▶ **Data supplied**:
►

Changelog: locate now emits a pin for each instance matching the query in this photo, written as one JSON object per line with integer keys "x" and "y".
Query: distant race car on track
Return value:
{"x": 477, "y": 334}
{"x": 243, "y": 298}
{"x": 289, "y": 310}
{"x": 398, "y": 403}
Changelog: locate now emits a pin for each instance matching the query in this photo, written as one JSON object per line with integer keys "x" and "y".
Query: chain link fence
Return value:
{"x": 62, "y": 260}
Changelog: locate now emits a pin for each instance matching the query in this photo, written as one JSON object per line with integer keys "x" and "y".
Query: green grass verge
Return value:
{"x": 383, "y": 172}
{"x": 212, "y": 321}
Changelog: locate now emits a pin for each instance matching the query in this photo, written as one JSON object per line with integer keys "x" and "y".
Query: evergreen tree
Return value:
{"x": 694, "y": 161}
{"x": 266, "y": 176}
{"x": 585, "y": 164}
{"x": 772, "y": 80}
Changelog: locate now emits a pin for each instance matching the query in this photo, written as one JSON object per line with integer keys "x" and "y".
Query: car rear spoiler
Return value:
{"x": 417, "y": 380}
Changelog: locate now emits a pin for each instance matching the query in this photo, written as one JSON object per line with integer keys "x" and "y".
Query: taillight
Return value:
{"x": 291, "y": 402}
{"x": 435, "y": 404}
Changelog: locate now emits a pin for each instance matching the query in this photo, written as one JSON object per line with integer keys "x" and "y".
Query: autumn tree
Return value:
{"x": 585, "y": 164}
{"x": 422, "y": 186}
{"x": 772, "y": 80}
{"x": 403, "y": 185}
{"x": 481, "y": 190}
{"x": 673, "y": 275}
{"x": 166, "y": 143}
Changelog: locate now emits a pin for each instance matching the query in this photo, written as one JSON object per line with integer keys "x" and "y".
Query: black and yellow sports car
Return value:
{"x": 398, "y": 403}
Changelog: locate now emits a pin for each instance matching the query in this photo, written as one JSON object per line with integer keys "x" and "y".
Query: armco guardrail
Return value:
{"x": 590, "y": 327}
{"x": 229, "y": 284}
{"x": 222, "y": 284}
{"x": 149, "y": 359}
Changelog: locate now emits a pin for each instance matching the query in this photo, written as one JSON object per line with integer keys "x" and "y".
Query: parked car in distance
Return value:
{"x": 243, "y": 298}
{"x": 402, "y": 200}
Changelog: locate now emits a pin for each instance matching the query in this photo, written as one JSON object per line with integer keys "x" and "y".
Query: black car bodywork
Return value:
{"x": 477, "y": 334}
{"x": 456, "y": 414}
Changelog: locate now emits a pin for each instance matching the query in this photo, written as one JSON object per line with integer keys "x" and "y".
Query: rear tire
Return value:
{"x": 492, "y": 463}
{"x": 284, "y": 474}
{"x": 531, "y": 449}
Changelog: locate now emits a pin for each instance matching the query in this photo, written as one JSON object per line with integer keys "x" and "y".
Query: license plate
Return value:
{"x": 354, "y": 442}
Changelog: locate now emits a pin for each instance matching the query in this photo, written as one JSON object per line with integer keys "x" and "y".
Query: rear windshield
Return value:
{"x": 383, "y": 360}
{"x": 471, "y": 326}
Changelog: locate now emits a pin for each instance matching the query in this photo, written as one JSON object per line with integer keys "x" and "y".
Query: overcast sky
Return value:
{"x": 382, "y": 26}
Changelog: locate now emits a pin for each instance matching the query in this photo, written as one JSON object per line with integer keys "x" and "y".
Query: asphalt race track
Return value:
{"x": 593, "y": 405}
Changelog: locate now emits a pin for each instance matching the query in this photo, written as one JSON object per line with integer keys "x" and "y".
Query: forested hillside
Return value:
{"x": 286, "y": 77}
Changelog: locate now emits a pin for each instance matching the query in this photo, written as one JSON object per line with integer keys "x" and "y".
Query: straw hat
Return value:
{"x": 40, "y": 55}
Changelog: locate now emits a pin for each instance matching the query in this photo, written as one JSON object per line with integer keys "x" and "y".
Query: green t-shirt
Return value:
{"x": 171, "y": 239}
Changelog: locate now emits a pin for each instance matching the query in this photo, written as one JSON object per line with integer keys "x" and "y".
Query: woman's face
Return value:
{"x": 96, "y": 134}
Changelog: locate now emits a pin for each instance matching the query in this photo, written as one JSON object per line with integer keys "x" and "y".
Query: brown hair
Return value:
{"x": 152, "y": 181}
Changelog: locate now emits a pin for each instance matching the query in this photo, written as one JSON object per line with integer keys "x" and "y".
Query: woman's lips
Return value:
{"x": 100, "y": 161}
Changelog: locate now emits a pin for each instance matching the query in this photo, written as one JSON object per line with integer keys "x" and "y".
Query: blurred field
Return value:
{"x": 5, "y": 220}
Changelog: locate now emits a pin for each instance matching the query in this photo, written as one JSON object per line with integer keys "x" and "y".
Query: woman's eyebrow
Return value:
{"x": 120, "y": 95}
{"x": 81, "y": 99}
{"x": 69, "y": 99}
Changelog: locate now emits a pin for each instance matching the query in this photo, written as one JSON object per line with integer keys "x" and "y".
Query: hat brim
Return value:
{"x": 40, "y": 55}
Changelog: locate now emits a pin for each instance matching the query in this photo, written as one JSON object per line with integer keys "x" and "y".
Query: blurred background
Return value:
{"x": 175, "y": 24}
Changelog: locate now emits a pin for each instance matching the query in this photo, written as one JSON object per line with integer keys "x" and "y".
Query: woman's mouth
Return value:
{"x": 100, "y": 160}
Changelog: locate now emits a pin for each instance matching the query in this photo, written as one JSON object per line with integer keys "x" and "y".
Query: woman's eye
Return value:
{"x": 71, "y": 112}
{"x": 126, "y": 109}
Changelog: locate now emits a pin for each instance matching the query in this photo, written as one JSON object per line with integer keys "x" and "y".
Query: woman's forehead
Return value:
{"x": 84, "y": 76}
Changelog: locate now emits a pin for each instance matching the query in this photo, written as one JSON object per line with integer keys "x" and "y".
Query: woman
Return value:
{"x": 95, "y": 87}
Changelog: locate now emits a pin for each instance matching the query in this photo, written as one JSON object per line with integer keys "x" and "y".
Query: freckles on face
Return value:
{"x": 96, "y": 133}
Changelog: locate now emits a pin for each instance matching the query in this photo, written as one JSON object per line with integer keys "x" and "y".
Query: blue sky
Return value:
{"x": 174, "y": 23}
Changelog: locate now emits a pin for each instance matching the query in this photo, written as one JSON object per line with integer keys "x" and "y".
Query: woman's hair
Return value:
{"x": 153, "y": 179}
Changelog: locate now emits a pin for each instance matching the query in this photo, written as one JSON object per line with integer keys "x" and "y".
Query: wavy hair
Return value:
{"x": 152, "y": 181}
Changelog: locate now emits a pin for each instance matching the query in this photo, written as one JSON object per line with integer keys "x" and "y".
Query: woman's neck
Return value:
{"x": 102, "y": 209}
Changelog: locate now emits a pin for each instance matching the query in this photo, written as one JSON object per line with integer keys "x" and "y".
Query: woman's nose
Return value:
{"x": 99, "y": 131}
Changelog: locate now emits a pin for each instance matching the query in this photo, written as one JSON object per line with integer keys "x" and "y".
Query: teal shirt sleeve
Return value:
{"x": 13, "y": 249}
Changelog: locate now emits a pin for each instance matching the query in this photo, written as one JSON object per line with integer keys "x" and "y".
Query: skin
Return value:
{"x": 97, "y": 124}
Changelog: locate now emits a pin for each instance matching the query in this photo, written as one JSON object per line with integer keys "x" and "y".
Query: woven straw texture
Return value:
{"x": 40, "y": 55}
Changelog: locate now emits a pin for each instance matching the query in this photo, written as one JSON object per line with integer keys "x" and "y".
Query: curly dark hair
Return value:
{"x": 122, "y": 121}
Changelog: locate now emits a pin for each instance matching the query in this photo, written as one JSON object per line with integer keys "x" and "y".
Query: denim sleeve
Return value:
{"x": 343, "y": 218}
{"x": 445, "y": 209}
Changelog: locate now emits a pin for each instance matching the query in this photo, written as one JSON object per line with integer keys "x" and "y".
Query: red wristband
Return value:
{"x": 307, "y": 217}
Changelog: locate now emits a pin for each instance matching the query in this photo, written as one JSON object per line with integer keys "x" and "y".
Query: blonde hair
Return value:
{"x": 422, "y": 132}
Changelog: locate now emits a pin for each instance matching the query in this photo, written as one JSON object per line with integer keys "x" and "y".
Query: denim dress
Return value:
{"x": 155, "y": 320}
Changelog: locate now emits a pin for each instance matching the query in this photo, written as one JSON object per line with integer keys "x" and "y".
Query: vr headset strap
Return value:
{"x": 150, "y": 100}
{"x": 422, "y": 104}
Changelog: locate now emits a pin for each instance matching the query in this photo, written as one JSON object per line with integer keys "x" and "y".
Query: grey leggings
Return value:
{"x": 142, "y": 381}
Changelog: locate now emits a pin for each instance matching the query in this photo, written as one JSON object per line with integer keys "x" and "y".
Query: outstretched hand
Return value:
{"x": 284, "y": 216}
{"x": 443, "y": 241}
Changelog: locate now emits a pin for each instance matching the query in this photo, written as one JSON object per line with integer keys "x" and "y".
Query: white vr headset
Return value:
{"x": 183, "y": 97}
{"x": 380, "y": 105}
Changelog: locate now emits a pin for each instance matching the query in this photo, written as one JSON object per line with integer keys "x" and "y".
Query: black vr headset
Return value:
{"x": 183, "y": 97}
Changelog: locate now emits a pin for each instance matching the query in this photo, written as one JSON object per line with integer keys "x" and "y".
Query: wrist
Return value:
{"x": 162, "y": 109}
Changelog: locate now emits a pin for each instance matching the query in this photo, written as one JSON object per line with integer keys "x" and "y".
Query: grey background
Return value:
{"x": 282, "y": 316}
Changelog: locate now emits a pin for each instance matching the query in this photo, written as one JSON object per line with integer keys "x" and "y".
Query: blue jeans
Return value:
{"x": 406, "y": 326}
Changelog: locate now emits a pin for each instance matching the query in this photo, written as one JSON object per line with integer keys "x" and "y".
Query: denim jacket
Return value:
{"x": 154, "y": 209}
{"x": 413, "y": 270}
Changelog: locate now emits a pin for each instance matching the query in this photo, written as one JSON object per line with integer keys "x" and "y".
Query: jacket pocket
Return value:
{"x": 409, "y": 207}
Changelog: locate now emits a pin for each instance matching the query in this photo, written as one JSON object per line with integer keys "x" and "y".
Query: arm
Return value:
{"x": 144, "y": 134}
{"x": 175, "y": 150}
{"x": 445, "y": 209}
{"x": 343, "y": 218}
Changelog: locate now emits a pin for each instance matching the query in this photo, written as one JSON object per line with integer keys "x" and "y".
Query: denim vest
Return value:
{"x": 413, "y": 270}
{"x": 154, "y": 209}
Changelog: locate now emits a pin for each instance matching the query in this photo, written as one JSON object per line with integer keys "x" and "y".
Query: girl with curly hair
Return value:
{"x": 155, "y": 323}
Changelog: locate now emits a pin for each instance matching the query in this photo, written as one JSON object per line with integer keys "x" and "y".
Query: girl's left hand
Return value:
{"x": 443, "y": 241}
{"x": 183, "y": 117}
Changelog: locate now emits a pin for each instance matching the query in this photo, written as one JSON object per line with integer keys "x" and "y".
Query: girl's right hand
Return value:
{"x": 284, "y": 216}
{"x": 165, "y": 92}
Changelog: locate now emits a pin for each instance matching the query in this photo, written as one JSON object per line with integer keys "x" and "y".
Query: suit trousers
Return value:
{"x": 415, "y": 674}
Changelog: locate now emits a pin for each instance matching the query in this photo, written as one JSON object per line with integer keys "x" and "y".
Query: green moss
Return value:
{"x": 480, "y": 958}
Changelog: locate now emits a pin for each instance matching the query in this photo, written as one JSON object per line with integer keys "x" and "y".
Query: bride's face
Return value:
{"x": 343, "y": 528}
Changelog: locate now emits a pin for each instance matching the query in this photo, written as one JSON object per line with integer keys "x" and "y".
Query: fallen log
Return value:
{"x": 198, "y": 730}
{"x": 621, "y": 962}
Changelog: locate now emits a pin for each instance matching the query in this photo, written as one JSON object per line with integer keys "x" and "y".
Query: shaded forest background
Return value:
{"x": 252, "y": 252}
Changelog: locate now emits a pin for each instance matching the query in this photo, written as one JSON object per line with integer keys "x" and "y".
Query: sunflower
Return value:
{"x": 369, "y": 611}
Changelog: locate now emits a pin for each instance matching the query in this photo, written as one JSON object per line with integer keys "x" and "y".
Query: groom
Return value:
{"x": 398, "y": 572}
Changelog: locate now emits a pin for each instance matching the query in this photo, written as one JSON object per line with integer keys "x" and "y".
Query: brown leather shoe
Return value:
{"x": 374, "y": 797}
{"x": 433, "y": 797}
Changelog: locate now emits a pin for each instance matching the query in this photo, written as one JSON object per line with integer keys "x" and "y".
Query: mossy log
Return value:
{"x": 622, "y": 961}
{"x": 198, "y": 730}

◄

▶ **Work to do**: Which lines of the records contain the string "tree" with exactly that capitalization? Pick out each one and copy it whole.

▶ **Solution to this problem**:
Query: evergreen tree
Query: autumn tree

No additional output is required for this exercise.